▶ **TO DO**: Render the stretch from the line containing "Placement rule: one point per instance of the gable" through the end of the material as a JSON list of strings, with one string per line and blank lines left out.
----- INPUT FOR THIS TASK -----
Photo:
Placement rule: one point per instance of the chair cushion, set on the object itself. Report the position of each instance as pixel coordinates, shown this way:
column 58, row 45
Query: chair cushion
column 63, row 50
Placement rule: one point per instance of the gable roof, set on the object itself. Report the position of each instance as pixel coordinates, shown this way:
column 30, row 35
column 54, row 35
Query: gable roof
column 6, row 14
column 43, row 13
-----
▶ **ANSWER IN FULL**:
[
  "Placement rule: one point per instance of the gable roof, set on the object itself. Report the position of each instance as pixel coordinates, shown this way:",
  "column 30, row 35",
  "column 54, row 35",
  "Query: gable roof",
  "column 6, row 14",
  "column 43, row 13"
]